**Supplied records**
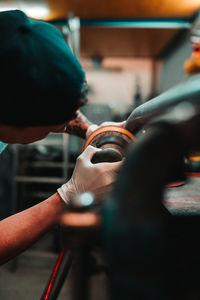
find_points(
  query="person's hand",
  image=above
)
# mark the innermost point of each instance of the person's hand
(94, 127)
(88, 177)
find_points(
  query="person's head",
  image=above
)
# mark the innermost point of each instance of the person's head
(42, 83)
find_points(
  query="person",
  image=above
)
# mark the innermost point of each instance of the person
(42, 86)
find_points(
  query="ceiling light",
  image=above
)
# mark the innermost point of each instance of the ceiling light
(36, 9)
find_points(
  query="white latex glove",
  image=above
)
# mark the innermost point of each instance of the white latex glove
(88, 177)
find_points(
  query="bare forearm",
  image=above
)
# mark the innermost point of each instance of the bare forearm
(20, 231)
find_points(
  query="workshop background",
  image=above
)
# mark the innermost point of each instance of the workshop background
(131, 51)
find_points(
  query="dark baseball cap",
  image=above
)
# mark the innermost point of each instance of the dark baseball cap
(41, 80)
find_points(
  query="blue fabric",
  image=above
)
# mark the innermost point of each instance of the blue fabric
(2, 146)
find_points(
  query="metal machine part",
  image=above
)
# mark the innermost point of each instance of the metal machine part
(150, 253)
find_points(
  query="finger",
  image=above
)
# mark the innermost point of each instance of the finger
(89, 152)
(91, 129)
(112, 166)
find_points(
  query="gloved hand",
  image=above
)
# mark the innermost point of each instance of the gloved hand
(88, 177)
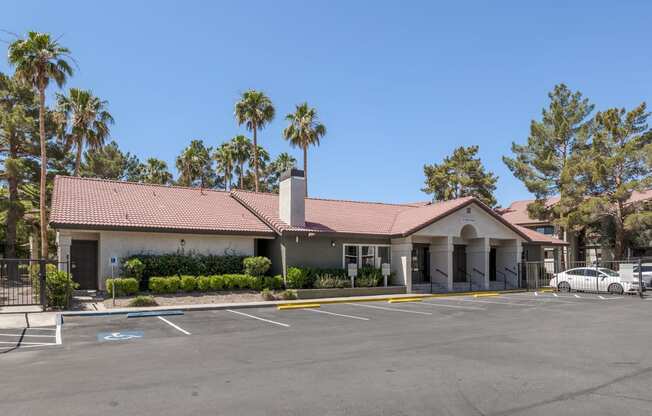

**Work to complete**
Pull out every line from the entries above in which the word "part" appears.

**Exercise answer**
  query="metal machine part",
# mark the innermost point of each instance of the metal machine part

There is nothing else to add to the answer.